• [TEXT SHOWN]:
--- START ---

To meet Mr. Curtin’s insistent demand for fighter planes for Port Moresby, the Combined Chiefs gave General Wavell the alternatives of either providing the place with fighter aircraft or taking over its defense himself. Then, in a measure designed to throw a protecting naval cordon around Port Moresby and the east coast, they established the ANZAC Area, a new strategic command covering principally the ocean areas to the east and northeast of Australia, in which a combined Australian-American force, ANZAC Force, was to operate with the support of the U.S. Pacific Fleet. ANZAC Force—the Australian cruisers Australia, Canberra, and Hobart, the U.S. cruiser Chicago, four destroyers, and a few corvettes—under command of Vice Admiral Herbert F. Leary, USN, was in operation by 7 February. To assist him in the discharge of his mission, Admiral Leary was assigned a squadron of B-17’s from Hawaii. The bombers reached Townsville, Australia, on 17-18 February and several days later bombed Rabaul, the first U.S. bombers to do so.
But if Port Moresby now had a modicum of protection from the sea, its garrison continued as before without fighter planes. The direction from the Combined Chiefs to the contrary, General Wavell was able neither to provide it with aircraft nor to take over its defense. Indeed, so badly had things gone in Wavell’s area that he soon found himself unable to hold the Barrier with the means at hand.
The strong U.S. Army Air Force which was to have retrieved the tactical situation on the Barrier failed to reach Java in time. Of some 260 fighter planes allotted to the project, only thirty-six actually reached Java. While forty-nine heavy bombers got there, a portion arrived too late to affect the issue, and the rest, because of a critical lack of fighter protection, antiaircraft, and maintenance personnel, were soon reduced to a state approaching impotence. By the third week in February the ABDA Air Force (which had never been able to put more than fifteen heavy bombers in the air at any one time) had, in all, ten heavy bombers, seven dive bombers, and thirteen fighter planes in operative condition.

--- END ---

• [STATED GOAL 1]:
In the text about Port Moresby, by what date was ANZAC Force in operation?
• [STATED GOAL 2]:
Translate this sentence from the text about Port Moresby into Spanish: "Of some 260 fighter planes allotted to the project, only thirty-six actually reached Java."
• [STATED GOAL 3]:
Reproduce the part of the text about Port Moresby starting at "But if Port" and ending at "means at hand.".

• [ENTRIES PROVIDED]:

--- START ---

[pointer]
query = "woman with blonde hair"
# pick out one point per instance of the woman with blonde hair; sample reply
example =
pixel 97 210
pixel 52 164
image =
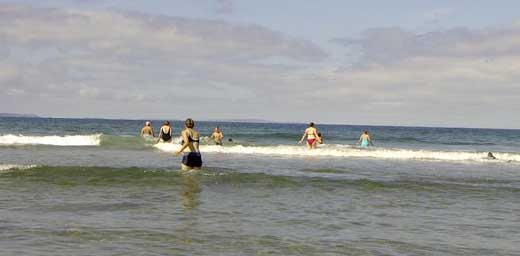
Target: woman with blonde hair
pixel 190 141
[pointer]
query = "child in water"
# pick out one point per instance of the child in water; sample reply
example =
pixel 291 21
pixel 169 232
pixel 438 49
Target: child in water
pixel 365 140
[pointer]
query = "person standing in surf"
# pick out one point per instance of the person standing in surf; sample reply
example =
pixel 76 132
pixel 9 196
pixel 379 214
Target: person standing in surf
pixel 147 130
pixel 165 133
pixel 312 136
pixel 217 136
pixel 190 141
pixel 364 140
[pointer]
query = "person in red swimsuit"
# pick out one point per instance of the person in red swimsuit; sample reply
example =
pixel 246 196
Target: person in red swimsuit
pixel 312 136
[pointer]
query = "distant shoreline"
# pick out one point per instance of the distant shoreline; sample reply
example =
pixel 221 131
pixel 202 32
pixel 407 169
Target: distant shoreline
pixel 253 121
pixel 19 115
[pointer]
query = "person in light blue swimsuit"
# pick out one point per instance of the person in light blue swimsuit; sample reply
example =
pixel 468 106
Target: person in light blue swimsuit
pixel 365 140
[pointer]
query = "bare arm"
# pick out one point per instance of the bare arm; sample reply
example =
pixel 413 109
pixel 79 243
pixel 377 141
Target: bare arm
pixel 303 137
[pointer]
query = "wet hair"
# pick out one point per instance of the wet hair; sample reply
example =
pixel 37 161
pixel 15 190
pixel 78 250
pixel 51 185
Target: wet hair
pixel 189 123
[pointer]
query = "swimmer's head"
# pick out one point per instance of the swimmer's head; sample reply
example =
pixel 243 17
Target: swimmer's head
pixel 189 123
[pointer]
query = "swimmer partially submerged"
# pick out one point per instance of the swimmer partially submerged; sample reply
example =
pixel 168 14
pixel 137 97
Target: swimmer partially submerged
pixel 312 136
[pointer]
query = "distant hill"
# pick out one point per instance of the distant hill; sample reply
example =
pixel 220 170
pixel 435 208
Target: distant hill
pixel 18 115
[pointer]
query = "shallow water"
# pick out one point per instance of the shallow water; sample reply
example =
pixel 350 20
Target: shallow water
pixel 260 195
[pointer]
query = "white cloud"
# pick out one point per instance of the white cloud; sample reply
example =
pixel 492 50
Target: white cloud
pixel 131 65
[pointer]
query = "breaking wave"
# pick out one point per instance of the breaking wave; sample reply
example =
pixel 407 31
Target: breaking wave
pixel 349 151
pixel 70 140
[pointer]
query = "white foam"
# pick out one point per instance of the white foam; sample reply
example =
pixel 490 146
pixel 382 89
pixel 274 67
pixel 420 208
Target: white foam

--- END ---
--- START ---

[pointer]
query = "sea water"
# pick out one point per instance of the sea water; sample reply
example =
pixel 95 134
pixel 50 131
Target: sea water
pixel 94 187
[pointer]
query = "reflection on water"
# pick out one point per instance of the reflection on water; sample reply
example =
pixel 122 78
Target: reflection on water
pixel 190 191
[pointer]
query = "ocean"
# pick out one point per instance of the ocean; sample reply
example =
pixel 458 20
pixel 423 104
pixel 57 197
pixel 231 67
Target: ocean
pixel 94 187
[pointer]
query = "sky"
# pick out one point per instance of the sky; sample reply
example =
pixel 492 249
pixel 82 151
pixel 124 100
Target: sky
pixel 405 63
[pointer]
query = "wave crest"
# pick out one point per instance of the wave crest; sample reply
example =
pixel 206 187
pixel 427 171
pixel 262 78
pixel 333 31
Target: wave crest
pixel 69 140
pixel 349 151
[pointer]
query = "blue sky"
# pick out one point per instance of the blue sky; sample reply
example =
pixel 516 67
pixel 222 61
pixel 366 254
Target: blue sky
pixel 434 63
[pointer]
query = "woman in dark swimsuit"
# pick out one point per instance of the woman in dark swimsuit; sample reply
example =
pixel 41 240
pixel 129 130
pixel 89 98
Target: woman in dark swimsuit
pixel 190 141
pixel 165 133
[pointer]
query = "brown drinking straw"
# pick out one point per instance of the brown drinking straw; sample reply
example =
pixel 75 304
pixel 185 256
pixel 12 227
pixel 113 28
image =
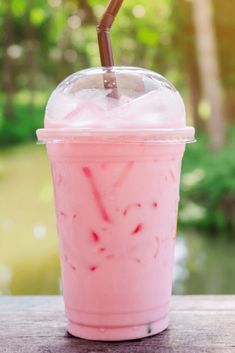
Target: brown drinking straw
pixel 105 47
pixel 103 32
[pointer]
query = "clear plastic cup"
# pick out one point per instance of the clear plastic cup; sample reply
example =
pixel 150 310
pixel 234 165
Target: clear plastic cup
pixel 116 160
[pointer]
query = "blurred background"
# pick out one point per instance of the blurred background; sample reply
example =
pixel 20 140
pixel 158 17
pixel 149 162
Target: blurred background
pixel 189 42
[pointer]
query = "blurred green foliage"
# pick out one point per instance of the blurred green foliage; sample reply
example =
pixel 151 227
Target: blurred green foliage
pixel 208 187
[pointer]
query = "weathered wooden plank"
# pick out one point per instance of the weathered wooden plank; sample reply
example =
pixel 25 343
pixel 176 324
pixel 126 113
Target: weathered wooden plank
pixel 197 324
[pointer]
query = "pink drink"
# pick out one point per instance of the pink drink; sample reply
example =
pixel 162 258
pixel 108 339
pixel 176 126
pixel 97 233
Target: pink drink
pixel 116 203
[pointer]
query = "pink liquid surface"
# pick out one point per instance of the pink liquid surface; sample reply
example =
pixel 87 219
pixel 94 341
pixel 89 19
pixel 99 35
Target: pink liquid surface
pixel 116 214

--- END ---

• [OUTPUT 1]:
By 7 February.

• [OUTPUT 2]:
De unos 260 aviones de caza asignados al proyecto, solo treinta y seis llegaron realmente a Java.

• [OUTPUT 3]:
But if Port Moresby now had a modicum of protection from the sea, its garrison continued as before without fighter planes. The direction from the Combined Chiefs to the contrary, General Wavell was able neither to provide it with aircraft nor to take over its defense. Indeed, so badly had things gone in Wavell’s area that he soon found himself unable to hold the Barrier with the means at hand.